§ **EXTRACTED MATERIAL**
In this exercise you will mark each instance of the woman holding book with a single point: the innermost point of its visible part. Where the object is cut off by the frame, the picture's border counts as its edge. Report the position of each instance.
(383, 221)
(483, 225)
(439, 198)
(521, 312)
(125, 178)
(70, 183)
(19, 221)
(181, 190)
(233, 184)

§ **WRITTEN INSTRUCTION**
Recast the lines above as a Markdown table with two columns, Row and Line. Number each row and omit any blank lines.

§ **ANSWER FOR THE TASK**
| Row | Line |
|---|---|
| 1 | In this exercise you will mark each instance of the woman holding book with a single point: the innermost point of its visible part. Where the object is cut off by the frame, the picture's border counts as its edge. Report the position of each instance. |
| 2 | (383, 221) |
| 3 | (483, 225) |
| 4 | (439, 198) |
| 5 | (521, 312) |
| 6 | (125, 178) |
| 7 | (70, 183) |
| 8 | (19, 221) |
| 9 | (181, 190) |
| 10 | (233, 184) |